(Some records)
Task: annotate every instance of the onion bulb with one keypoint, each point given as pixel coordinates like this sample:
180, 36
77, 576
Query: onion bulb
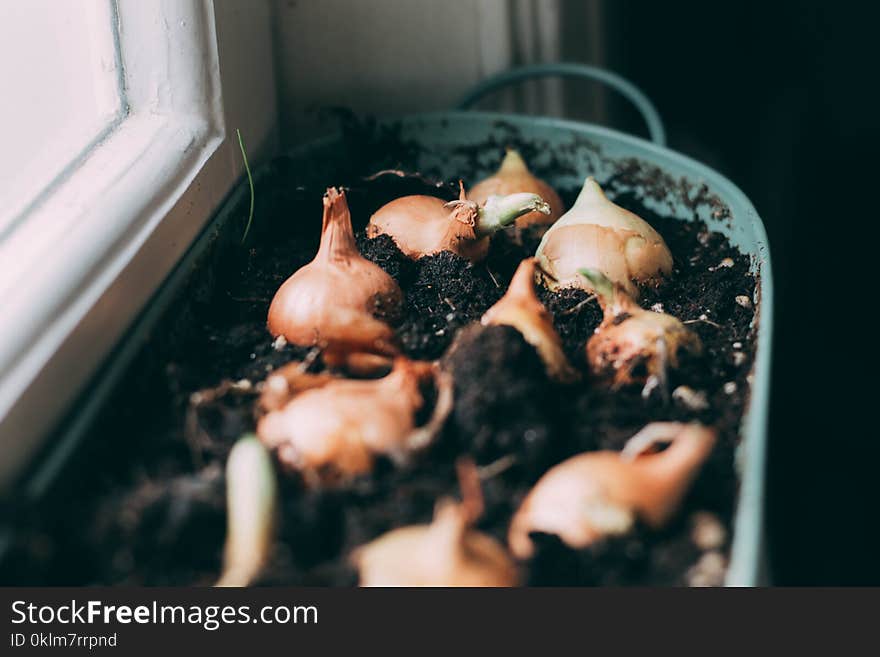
336, 427
631, 344
332, 302
600, 494
514, 176
521, 309
251, 507
423, 225
447, 552
598, 234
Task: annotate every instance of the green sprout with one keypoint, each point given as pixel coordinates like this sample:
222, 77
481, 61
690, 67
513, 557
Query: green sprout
247, 169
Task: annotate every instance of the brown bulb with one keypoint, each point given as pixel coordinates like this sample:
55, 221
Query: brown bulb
447, 552
595, 495
514, 176
332, 302
335, 428
521, 309
424, 225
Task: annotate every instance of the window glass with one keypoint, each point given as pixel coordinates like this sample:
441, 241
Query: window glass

**What you are asked to do:**
Edit the listing above, swapping every "annotate" for "mark" and keeping everything else the same. Leave the pictures out of your answer.

**The result:**
Task: mark every instance of the onion bulb with one keypoint, each point given as pixel coordinates like this sample:
180, 36
77, 576
Query: onion bulb
336, 427
631, 344
332, 302
600, 494
514, 176
521, 309
251, 507
423, 225
447, 552
598, 234
Task: mark every instance of the green sprout with one keypoint, each point given as pixel coordinates like this sample:
222, 77
481, 61
690, 67
513, 557
Query: green sprout
247, 169
Task: mark every instance of the brown bulb with one keypoint, each point given as pixel coordinates like this sample:
55, 221
Query: brown bulb
447, 552
595, 495
514, 176
332, 302
335, 428
521, 309
424, 225
Task: mark every instance of the window glass with one keypoint, each point given as pixel coordinates like this sample:
441, 241
Query: window glass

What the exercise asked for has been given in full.